◆ GIVEN PASSAGE ◆
+ + + + + + +

Chris Bowden: Tell me about working in New York. It’s an epicentre for great designers, how do you set yourself apart?
Peter Buchanan-Smith: I try not to think about them too much. There is so much talent here and that in itself can drive you crazy if you really think about it too much, if you let your insecurities get to you. For me, it’s more about taking what I can from it, being inspired by it, from my colleagues, my peers, my friends and then turning it into something. In NY you’re just exposed to so many different ideas, people, tastes, sounds and sights, everything. It’s about taking all that in and trying to make it your own, filtering it back in your own unique beautiful way.
CB: Have you always lived here or are you from somewhere else?
PB: I’m from Canada. I moved here 15 years ago
CB: You worked as a designer in Canada?
PB: No, I graduated from university doing a fine arts degree, then I lived in Europe for a couple of years then moved to the States to work in publishing.
CB: You were at Paper magazine for a while?
PBS: Yes. That was not first. I had to jump through a few hurdles before I got to Paper Magazine but eventually I worked there.
CB: Did working in the environment of a magazine like Paper help you in finding clients when you eventually struck out on your own?
PBS: Not necessarily. I’m a really tiny studio and my client roster reflects that. I think that I’m such a boutique that I don’t get lots of companies banging on my door and I don’t go out and seek it. Things are pretty good the way they are and I couldn’t handle more work, I’ve got too much as it is. The Paper thing never really bought me too many clients – I don’t know why.

+ + + + + + +

◆ DATA LINES ◆
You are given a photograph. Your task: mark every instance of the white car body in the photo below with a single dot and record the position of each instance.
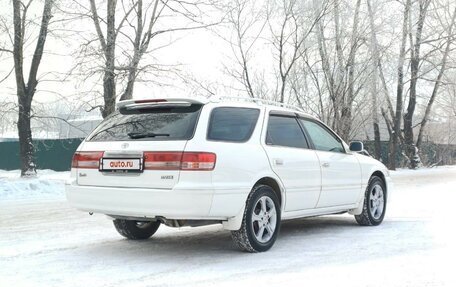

+ + + + + + +

◆ WHAT THIS TASK INVOLVES ◆
Please reproduce the interview starting at "PB: I’m from" and ending at "for a while?", swapping "publishing" for "advertising".

◆ REPLY ◆
PB: I’m from Canada. I moved here 15 years ago
CB: You worked as a designer in Canada?
PB: No, I graduated from university doing a fine arts degree, then I lived in Europe for a couple of years then moved to the States to work in advertising.
CB: You were at Paper magazine for a while?